Prompt> Reproduce the passage on paperless dental offices from "A significant part" up to and including "provides treatment planning.", substituting "electronic health record" for "EHR".

Excerpt to read>
⟨

Dental Hygienists Benefit from Paperless Office

Dental hygienists play an important role in a patient’s dental health. They are often the first responders in the dental visit. They gather patient information, take x-rays, do perio-charting, clean teeth, and schedule appointments. Patients may see the hygienist for routine visits that do not require the dentist. The tasks performed by dental hygienists are extensive. Transitioning and implementing practice management software (PM), electronic health records (EHRs), and digital radiography improves their abilities to provide effective dental care.

The benefits of a paperless office are described by Jana Berghoff, a trained dental hygienist, in the article cited below (2009). She discusses the role of the dental hygienist and how a dental office would benefit with paperless and digital technologies.

A significant part of their job and possibly the most important involves maintaining the patient’s dental record. The EHR is the place where the dental hygienist documents the patient’s dental history, updates medications, enters the current examination information and provides treatment planning.

“Preparing for appointments is also made simpler with a chartless system. After pulling up a patient’s record, hygienists can easily consult all the previous notes, and can even filter the notes to see items only they have entered. Furthermore, critical notes such as allergy warnings can be stores in the system so that they pop up automatically when the record is open. No longer do they have to page through the paper chart to get a sense of a patient’s history and important reminders.”

⟩

Record excerpts>
⟨

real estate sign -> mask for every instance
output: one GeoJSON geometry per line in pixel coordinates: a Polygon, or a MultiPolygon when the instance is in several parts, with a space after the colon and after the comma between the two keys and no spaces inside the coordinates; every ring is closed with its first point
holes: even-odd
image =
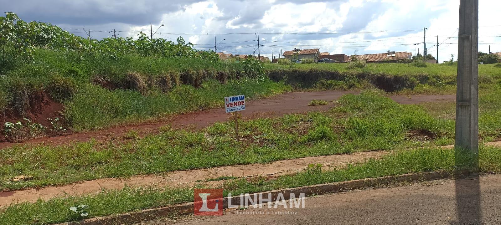
{"type": "Polygon", "coordinates": [[[233,112],[245,110],[245,97],[243,95],[224,97],[226,112],[233,112]]]}

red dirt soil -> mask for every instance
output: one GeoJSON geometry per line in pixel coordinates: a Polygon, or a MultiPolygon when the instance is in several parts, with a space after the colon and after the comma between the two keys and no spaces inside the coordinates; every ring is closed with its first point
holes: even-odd
{"type": "MultiPolygon", "coordinates": [[[[52,125],[47,119],[54,119],[61,117],[61,111],[63,109],[62,104],[53,100],[45,92],[39,92],[31,95],[30,97],[29,107],[26,110],[25,116],[19,115],[12,110],[5,110],[0,114],[0,125],[3,126],[6,122],[23,121],[23,118],[28,118],[33,123],[42,124],[46,127],[50,127],[52,125]]],[[[61,134],[47,131],[48,136],[60,136],[61,134]]],[[[0,142],[16,142],[18,140],[12,140],[4,135],[0,135],[0,142]]]]}
{"type": "MultiPolygon", "coordinates": [[[[332,107],[332,104],[324,106],[309,106],[313,99],[335,101],[343,95],[356,94],[348,91],[326,91],[314,92],[289,92],[274,96],[271,99],[247,101],[246,109],[240,111],[241,118],[253,119],[271,118],[288,113],[301,113],[309,111],[324,111],[332,107]]],[[[423,102],[441,101],[454,101],[455,95],[413,95],[409,96],[392,96],[390,98],[400,104],[418,104],[423,102]]],[[[49,118],[49,117],[46,117],[49,118]]],[[[126,125],[112,127],[100,131],[75,133],[65,136],[44,137],[29,140],[25,143],[60,145],[72,141],[87,141],[91,138],[98,141],[107,141],[123,135],[133,130],[140,135],[158,132],[158,128],[170,124],[172,128],[192,128],[200,129],[215,122],[231,119],[231,115],[225,113],[222,109],[202,110],[192,113],[178,115],[153,124],[126,125]]],[[[12,143],[1,143],[0,148],[13,145],[12,143]]]]}

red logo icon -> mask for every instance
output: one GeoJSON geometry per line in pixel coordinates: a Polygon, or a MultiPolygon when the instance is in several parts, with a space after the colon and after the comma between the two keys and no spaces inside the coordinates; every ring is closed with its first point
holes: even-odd
{"type": "Polygon", "coordinates": [[[198,189],[194,191],[195,215],[222,215],[222,189],[198,189]]]}

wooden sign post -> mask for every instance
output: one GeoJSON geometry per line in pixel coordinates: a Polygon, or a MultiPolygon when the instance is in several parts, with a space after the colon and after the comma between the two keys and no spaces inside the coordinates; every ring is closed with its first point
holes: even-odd
{"type": "Polygon", "coordinates": [[[235,119],[235,136],[238,141],[238,115],[236,112],[245,110],[245,97],[243,95],[224,97],[226,113],[233,113],[235,119]]]}
{"type": "Polygon", "coordinates": [[[236,136],[236,141],[238,141],[238,113],[233,113],[235,116],[235,135],[236,136]]]}

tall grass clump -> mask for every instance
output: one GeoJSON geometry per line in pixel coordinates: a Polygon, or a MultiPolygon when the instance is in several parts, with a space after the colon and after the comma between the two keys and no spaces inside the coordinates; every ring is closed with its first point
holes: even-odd
{"type": "Polygon", "coordinates": [[[416,67],[426,67],[428,66],[426,62],[422,60],[414,60],[410,63],[410,65],[416,67]]]}
{"type": "Polygon", "coordinates": [[[312,63],[315,63],[315,59],[312,58],[303,59],[303,60],[301,60],[302,64],[309,64],[312,63]]]}

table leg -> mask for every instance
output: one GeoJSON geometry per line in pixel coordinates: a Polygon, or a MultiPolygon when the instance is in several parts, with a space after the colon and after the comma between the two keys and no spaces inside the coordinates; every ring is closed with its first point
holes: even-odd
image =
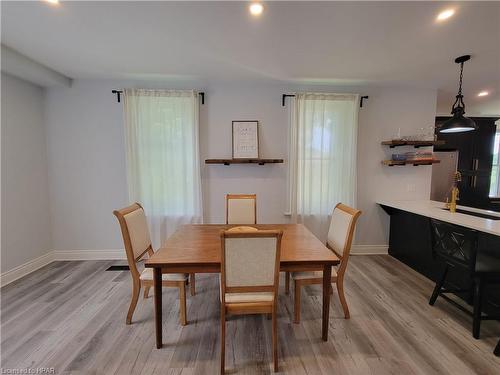
{"type": "Polygon", "coordinates": [[[161,268],[153,268],[153,282],[155,291],[155,330],[156,330],[156,348],[162,346],[162,313],[161,313],[161,268]]]}
{"type": "Polygon", "coordinates": [[[330,288],[332,287],[332,266],[323,267],[323,341],[328,341],[328,325],[330,318],[330,288]]]}

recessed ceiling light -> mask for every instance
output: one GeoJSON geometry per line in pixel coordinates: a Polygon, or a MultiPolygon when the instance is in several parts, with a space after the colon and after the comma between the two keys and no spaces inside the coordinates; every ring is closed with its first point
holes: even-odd
{"type": "Polygon", "coordinates": [[[252,3],[249,9],[252,16],[260,16],[264,10],[264,6],[261,3],[252,3]]]}
{"type": "Polygon", "coordinates": [[[436,17],[436,20],[437,21],[444,21],[444,20],[447,20],[448,18],[450,18],[451,16],[453,16],[454,14],[455,14],[455,9],[446,9],[438,14],[438,16],[436,17]]]}

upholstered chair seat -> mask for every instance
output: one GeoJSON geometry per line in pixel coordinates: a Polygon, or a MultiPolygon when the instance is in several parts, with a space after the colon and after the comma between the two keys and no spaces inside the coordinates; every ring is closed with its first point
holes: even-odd
{"type": "MultiPolygon", "coordinates": [[[[149,236],[148,223],[144,209],[139,203],[134,203],[121,210],[113,211],[120,223],[128,266],[132,274],[132,300],[127,313],[126,323],[132,323],[135,307],[139,299],[141,287],[144,287],[144,298],[148,298],[153,286],[153,269],[146,268],[142,272],[137,269],[137,262],[154,254],[149,236]]],[[[186,318],[186,283],[187,274],[163,274],[162,286],[179,288],[181,324],[187,324],[186,318]]],[[[194,295],[194,275],[191,275],[191,295],[194,295]]]]}
{"type": "Polygon", "coordinates": [[[226,315],[272,318],[274,371],[278,371],[277,296],[283,231],[236,227],[221,232],[221,374],[225,371],[226,315]]]}
{"type": "Polygon", "coordinates": [[[226,303],[273,302],[273,292],[226,293],[226,303]]]}
{"type": "Polygon", "coordinates": [[[226,224],[257,224],[257,196],[227,194],[226,224]]]}
{"type": "MultiPolygon", "coordinates": [[[[141,276],[139,277],[141,280],[153,281],[153,269],[145,268],[141,272],[141,276]]],[[[187,281],[189,279],[188,273],[164,273],[161,275],[162,280],[171,280],[171,281],[187,281]]]]}
{"type": "MultiPolygon", "coordinates": [[[[349,319],[349,307],[344,295],[344,274],[351,251],[351,243],[361,211],[348,207],[342,203],[335,206],[330,221],[326,246],[340,258],[340,266],[332,269],[332,283],[337,285],[340,303],[344,309],[344,316],[349,319]]],[[[304,285],[318,285],[323,283],[323,272],[287,272],[285,278],[286,294],[290,293],[290,276],[294,281],[294,323],[300,322],[301,287],[304,285]]]]}
{"type": "MultiPolygon", "coordinates": [[[[332,279],[337,278],[337,272],[332,269],[332,279]]],[[[322,271],[311,271],[311,272],[292,272],[293,280],[307,280],[307,279],[321,279],[323,282],[323,272],[322,271]]]]}

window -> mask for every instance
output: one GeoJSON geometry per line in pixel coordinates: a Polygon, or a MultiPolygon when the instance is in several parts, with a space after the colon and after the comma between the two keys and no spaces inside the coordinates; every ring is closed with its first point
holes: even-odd
{"type": "Polygon", "coordinates": [[[493,164],[491,168],[490,180],[490,197],[500,197],[500,131],[495,135],[495,143],[493,146],[493,164]]]}
{"type": "Polygon", "coordinates": [[[290,128],[292,219],[326,238],[333,207],[354,205],[359,96],[296,94],[290,128]]]}
{"type": "Polygon", "coordinates": [[[125,90],[127,182],[158,247],[202,221],[198,99],[193,91],[125,90]]]}

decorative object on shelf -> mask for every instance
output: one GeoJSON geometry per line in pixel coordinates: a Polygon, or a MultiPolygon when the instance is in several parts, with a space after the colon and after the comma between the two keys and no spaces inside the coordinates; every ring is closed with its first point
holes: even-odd
{"type": "Polygon", "coordinates": [[[438,159],[432,159],[432,160],[405,160],[405,161],[397,161],[397,160],[382,160],[383,165],[387,165],[389,167],[393,167],[395,165],[407,165],[407,164],[413,164],[414,166],[418,165],[432,165],[439,163],[440,161],[438,159]]]}
{"type": "Polygon", "coordinates": [[[406,154],[392,154],[393,161],[406,161],[406,154]]]}
{"type": "Polygon", "coordinates": [[[398,147],[398,146],[413,146],[415,148],[419,147],[430,147],[430,146],[442,146],[444,145],[444,141],[410,141],[410,140],[402,140],[402,139],[393,139],[391,141],[383,141],[382,145],[389,146],[390,148],[398,147]]]}
{"type": "Polygon", "coordinates": [[[233,159],[259,158],[259,122],[233,121],[233,159]]]}
{"type": "Polygon", "coordinates": [[[453,103],[453,106],[451,107],[451,114],[453,115],[453,117],[445,121],[441,125],[439,129],[439,132],[441,133],[458,133],[477,130],[476,123],[472,119],[464,116],[465,104],[463,101],[464,96],[462,95],[462,78],[464,63],[469,60],[470,55],[460,56],[455,59],[455,63],[460,64],[460,82],[458,85],[458,94],[456,96],[455,103],[453,103]]]}
{"type": "Polygon", "coordinates": [[[205,164],[278,164],[283,163],[283,159],[206,159],[205,164]]]}

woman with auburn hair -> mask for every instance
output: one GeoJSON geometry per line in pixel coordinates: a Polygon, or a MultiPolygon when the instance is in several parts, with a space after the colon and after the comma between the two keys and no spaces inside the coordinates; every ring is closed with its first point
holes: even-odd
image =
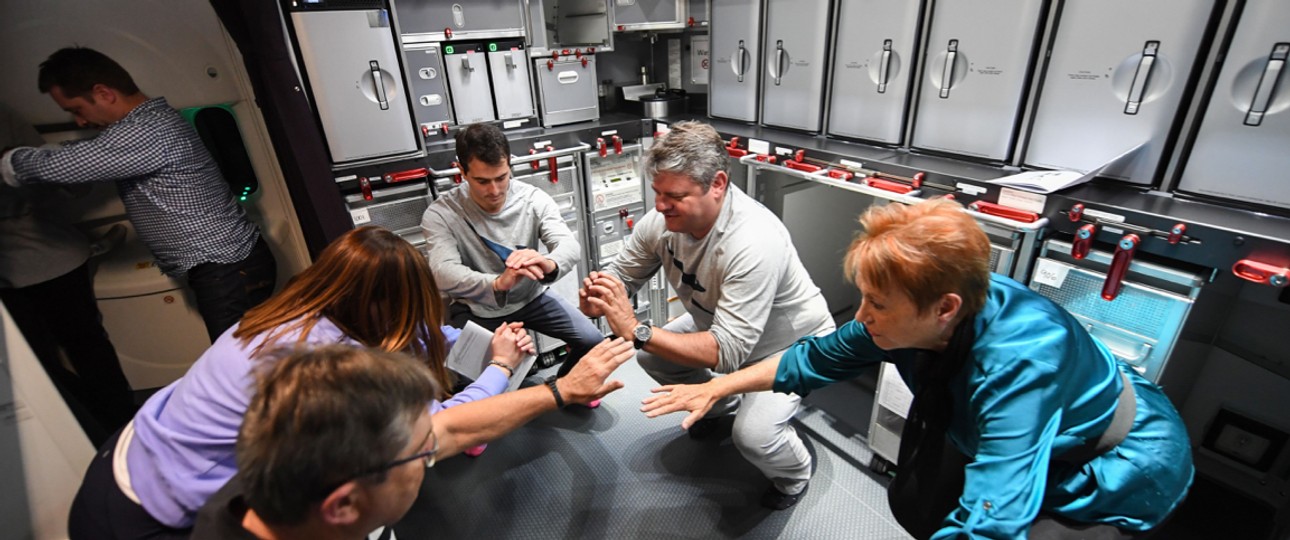
{"type": "MultiPolygon", "coordinates": [[[[72,539],[187,537],[201,505],[236,472],[233,445],[252,398],[254,369],[275,348],[355,344],[424,362],[439,388],[444,366],[442,299],[424,256],[378,227],[350,231],[286,286],[246,312],[188,369],[154,394],[90,463],[72,503],[72,539]]],[[[431,414],[506,391],[531,342],[521,325],[493,334],[493,361],[431,414]]]]}
{"type": "Polygon", "coordinates": [[[915,391],[888,488],[918,539],[1129,539],[1156,528],[1193,477],[1178,411],[1080,322],[991,275],[989,240],[952,201],[871,207],[846,271],[855,320],[778,360],[655,389],[649,416],[703,416],[724,396],[805,394],[891,362],[915,391]]]}

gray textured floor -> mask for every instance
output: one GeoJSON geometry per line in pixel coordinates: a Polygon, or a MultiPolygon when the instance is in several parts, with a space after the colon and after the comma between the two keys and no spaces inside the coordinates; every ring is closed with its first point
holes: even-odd
{"type": "Polygon", "coordinates": [[[796,425],[815,456],[810,491],[793,509],[770,512],[757,504],[769,482],[729,437],[691,441],[680,415],[646,419],[639,403],[654,383],[635,362],[615,378],[627,388],[595,411],[547,414],[479,458],[436,465],[397,536],[908,537],[888,512],[886,478],[866,468],[862,433],[872,396],[862,387],[841,384],[809,398],[796,425]]]}

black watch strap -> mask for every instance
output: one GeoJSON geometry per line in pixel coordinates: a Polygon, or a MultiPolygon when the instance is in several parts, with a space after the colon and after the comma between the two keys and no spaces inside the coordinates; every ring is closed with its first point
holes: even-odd
{"type": "Polygon", "coordinates": [[[556,409],[564,409],[564,396],[560,396],[560,387],[556,385],[556,375],[547,378],[547,388],[551,389],[551,396],[556,398],[556,409]]]}

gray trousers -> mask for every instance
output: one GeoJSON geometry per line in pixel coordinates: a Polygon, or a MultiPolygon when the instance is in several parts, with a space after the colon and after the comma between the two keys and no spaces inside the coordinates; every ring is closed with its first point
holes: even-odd
{"type": "MultiPolygon", "coordinates": [[[[679,334],[699,331],[689,314],[668,322],[663,330],[679,334]]],[[[676,365],[645,351],[636,352],[636,361],[659,384],[702,384],[715,376],[712,370],[676,365]]],[[[738,411],[731,437],[739,454],[770,478],[777,490],[791,495],[801,492],[810,481],[810,454],[788,423],[797,414],[799,402],[801,397],[797,394],[752,392],[730,396],[708,412],[708,418],[715,418],[738,411]]]]}

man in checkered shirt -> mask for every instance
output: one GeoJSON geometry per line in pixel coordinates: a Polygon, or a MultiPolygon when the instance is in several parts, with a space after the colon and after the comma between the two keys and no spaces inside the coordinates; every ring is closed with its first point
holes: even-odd
{"type": "Polygon", "coordinates": [[[39,86],[94,138],[0,157],[10,186],[116,182],[134,229],[166,276],[188,277],[212,342],[273,291],[277,264],[233,200],[197,131],[150,99],[120,64],[67,48],[40,64],[39,86]]]}

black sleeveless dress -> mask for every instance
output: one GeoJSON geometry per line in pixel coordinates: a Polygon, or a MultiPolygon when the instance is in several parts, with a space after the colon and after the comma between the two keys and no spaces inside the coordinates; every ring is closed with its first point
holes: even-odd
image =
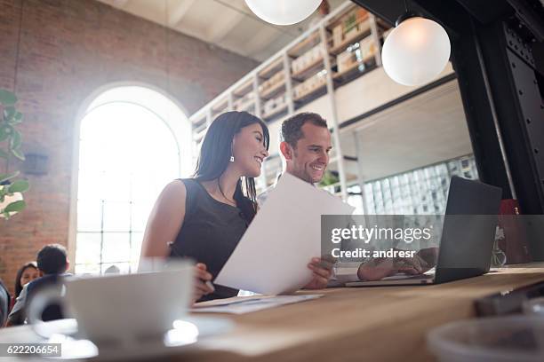
{"type": "MultiPolygon", "coordinates": [[[[188,257],[204,263],[214,279],[242,239],[248,220],[240,209],[213,199],[193,178],[180,179],[187,189],[185,217],[175,241],[171,245],[171,257],[188,257]]],[[[228,298],[237,289],[214,284],[215,292],[199,302],[228,298]]]]}

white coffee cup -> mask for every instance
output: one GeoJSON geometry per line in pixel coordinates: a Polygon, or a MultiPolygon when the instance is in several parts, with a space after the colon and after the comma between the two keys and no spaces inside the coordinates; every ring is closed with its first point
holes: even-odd
{"type": "Polygon", "coordinates": [[[77,321],[77,337],[95,344],[130,344],[161,338],[174,321],[187,316],[193,292],[194,267],[177,261],[161,272],[101,277],[68,277],[65,295],[58,287],[38,293],[28,318],[48,338],[55,331],[41,320],[45,306],[59,303],[77,321]]]}

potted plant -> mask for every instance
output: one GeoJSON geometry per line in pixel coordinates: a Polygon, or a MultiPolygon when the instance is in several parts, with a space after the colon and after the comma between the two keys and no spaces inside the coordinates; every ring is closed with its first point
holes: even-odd
{"type": "Polygon", "coordinates": [[[19,171],[9,172],[12,156],[24,161],[20,151],[21,136],[16,126],[22,122],[22,114],[15,108],[17,97],[0,89],[0,158],[5,160],[5,173],[0,172],[0,217],[9,218],[23,210],[26,203],[22,193],[28,189],[28,182],[16,179],[19,171]]]}

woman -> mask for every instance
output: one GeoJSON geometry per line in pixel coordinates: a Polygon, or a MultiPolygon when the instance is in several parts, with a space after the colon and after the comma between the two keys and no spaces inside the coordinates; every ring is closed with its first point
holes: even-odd
{"type": "Polygon", "coordinates": [[[25,284],[31,282],[39,276],[36,262],[28,262],[21,266],[17,272],[17,277],[15,279],[15,298],[19,296],[25,284]]]}
{"type": "MultiPolygon", "coordinates": [[[[166,185],[151,211],[141,256],[196,260],[195,300],[238,293],[222,286],[213,290],[204,282],[217,276],[257,212],[254,177],[268,155],[268,143],[266,124],[254,115],[220,114],[206,132],[193,178],[166,185]]],[[[307,287],[326,286],[331,272],[319,262],[308,264],[314,279],[307,287]]]]}

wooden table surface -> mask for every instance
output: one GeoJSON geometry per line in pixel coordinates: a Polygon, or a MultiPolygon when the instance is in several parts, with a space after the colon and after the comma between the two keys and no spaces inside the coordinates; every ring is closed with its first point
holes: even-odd
{"type": "MultiPolygon", "coordinates": [[[[475,299],[543,280],[544,264],[534,264],[434,286],[330,288],[316,300],[223,314],[236,322],[231,332],[161,360],[433,361],[430,329],[475,317],[475,299]]],[[[24,328],[30,333],[24,326],[0,336],[24,328]]]]}

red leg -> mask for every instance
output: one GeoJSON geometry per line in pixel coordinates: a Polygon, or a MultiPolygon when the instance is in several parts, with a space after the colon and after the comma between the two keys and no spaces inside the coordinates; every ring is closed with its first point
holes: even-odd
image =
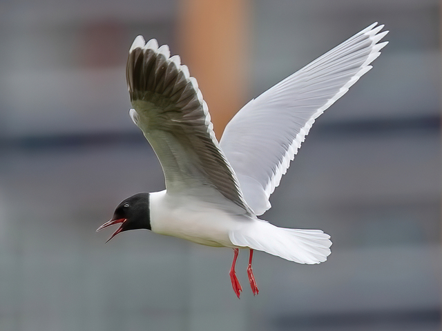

⟩

Expected answer>
A significant part of their job and possibly the most important involves maintaining the patient’s dental record. The electronic health record is the place where the dental hygienist documents the patient’s dental history, updates medications, enters the current examination information and provides treatment planning.